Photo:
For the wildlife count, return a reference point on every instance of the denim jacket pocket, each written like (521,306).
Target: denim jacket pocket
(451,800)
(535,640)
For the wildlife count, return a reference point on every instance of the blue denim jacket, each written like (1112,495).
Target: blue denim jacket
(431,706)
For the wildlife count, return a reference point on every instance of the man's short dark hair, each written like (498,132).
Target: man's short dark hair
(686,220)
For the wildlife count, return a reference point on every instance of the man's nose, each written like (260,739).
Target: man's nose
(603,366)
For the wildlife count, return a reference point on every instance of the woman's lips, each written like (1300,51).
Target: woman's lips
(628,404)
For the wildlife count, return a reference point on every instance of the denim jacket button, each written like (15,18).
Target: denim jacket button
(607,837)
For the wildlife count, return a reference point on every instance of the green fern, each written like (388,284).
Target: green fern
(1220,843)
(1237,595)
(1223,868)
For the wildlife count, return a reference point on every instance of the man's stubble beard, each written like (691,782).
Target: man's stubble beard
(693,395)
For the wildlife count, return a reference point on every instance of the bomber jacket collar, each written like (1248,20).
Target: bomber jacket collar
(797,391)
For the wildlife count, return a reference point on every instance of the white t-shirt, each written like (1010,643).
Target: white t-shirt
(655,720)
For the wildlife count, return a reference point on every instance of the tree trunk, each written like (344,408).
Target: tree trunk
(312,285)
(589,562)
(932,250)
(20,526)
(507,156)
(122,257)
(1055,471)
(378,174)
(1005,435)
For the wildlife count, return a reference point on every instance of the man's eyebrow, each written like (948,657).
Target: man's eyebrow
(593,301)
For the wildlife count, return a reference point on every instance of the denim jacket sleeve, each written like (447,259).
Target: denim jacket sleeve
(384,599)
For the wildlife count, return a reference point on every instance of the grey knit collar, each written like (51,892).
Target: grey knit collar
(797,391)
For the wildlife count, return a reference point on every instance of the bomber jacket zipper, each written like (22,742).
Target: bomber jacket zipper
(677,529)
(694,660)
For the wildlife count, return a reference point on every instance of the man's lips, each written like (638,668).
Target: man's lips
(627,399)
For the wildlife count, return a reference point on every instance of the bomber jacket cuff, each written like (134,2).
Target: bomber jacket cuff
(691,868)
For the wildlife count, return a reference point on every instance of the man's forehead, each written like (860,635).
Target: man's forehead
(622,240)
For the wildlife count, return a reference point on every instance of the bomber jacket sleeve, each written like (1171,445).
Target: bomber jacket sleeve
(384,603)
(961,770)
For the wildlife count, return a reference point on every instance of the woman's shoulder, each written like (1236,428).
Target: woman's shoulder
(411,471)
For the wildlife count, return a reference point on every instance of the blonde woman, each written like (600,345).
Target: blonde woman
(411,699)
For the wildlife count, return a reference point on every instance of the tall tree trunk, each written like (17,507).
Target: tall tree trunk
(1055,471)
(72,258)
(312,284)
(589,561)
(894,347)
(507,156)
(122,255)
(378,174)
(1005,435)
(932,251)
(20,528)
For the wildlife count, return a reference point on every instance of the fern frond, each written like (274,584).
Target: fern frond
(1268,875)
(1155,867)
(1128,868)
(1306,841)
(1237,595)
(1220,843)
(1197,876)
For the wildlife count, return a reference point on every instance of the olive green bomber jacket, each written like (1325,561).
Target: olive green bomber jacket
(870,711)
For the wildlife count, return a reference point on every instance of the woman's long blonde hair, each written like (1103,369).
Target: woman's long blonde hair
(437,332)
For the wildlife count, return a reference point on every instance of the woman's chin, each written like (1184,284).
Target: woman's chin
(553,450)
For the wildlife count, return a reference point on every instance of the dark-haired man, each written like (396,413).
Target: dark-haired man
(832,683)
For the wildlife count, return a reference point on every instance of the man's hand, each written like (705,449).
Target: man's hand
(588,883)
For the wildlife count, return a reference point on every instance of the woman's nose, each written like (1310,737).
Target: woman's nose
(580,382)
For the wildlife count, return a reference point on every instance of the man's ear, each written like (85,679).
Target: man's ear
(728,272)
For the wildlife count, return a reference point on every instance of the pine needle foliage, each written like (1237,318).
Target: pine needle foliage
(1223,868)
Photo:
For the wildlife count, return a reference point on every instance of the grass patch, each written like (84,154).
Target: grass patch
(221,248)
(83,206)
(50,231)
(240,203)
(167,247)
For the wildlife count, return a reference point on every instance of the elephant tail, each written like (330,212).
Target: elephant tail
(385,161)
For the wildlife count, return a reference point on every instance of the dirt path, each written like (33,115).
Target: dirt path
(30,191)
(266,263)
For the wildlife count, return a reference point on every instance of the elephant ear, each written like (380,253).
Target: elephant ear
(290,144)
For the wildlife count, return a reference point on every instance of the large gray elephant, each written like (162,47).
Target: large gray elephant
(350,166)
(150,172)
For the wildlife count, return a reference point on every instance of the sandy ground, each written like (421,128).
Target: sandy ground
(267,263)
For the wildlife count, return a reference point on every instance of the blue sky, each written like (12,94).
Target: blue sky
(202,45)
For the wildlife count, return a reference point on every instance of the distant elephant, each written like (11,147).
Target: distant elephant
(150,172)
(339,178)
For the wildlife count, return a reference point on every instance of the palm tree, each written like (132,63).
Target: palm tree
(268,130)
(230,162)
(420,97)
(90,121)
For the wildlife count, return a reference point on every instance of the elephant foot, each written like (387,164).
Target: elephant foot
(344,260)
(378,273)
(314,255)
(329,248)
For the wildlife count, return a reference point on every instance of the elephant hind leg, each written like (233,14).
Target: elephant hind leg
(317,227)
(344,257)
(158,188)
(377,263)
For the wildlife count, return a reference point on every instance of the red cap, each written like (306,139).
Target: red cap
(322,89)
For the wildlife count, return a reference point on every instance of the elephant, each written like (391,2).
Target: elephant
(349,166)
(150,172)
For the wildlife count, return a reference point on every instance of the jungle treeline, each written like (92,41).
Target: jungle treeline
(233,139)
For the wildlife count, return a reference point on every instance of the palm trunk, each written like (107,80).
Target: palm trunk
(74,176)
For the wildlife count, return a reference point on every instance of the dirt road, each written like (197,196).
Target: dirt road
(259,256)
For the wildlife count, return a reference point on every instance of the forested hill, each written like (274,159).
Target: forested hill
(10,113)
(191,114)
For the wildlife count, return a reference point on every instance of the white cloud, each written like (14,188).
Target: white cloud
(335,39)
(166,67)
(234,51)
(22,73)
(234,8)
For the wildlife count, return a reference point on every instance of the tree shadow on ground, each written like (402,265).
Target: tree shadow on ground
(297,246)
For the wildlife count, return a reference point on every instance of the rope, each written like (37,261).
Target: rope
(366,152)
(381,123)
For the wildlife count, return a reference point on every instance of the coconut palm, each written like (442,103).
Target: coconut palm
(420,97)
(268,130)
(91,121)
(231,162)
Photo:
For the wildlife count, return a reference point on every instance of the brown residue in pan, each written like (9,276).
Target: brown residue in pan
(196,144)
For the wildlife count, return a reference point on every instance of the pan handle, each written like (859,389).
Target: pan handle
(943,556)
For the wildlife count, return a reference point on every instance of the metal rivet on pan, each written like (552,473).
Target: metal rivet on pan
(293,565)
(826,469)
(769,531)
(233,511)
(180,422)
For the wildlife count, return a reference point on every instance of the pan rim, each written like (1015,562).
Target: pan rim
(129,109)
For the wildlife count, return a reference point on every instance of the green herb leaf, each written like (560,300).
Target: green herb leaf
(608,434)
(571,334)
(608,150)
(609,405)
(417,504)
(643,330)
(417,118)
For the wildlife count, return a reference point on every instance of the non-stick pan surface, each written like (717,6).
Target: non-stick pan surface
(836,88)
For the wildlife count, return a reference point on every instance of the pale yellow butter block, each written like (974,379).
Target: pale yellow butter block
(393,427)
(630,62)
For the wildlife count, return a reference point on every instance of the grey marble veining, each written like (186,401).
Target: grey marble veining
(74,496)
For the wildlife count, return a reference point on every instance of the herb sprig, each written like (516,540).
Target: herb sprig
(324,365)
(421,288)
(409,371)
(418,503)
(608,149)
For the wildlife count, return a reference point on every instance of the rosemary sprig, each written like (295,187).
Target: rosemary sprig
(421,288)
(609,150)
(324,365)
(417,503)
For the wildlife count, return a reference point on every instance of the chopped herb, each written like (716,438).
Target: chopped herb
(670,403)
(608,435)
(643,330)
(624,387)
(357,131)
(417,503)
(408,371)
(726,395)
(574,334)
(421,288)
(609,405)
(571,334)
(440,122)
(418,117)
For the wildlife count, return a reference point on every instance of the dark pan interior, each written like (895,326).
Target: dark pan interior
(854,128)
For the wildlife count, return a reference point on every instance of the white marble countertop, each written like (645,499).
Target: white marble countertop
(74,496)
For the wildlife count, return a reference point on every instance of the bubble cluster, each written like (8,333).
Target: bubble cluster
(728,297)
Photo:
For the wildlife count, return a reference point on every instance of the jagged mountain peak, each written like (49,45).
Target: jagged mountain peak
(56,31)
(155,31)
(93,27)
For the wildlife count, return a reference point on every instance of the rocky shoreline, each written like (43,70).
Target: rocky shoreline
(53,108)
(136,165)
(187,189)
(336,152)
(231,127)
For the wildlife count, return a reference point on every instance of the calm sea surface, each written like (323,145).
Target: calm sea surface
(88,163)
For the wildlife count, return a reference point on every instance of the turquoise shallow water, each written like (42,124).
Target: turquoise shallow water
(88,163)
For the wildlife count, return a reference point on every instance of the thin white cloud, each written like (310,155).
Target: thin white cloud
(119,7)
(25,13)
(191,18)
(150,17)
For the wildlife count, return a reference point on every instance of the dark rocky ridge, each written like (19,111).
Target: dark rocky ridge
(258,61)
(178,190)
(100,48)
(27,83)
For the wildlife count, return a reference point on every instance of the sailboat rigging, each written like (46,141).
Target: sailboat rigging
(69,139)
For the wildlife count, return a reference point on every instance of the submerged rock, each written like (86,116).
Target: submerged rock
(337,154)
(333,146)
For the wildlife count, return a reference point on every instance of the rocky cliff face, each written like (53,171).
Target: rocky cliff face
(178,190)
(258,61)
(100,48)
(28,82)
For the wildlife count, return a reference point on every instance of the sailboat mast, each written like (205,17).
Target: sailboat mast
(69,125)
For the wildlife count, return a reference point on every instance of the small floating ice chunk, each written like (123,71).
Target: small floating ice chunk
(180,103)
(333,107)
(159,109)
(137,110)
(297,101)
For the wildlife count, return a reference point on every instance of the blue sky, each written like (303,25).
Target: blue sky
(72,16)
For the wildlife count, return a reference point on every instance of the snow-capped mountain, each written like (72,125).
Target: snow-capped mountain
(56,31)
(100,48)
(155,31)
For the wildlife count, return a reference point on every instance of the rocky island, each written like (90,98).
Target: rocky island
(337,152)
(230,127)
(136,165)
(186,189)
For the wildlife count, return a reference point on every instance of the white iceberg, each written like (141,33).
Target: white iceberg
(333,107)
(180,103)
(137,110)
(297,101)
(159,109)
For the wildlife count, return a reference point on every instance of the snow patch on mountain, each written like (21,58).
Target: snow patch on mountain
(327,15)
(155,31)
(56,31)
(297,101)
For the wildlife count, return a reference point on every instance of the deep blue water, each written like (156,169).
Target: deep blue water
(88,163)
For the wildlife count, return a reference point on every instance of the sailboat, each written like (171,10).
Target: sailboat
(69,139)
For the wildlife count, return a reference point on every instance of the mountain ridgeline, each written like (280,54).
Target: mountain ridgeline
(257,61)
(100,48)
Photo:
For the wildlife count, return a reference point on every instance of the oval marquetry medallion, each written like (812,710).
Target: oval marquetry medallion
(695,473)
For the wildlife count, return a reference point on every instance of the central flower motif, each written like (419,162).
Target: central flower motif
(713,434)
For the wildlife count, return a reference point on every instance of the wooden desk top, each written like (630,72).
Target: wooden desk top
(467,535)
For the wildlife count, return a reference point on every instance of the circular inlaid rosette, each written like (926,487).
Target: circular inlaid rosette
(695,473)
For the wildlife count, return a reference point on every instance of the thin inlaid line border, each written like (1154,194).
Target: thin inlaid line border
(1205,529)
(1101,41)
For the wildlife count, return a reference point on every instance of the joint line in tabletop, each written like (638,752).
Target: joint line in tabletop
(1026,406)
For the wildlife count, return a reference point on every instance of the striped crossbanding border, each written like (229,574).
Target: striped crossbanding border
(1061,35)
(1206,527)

--*--

TASK GOAL:
Using the records above, restate word for word the lines from the one with "written like (1015,562)." through the one with "written like (560,300).", both included.

WRITTEN RESPONSE:
For the wildlife count, return a reference point on every instance of the pan rim, each written like (1015,562).
Target: pan rim
(129,109)
For the wildlife count, return a reference point on every instance of the green herb leaf, each written like (560,300).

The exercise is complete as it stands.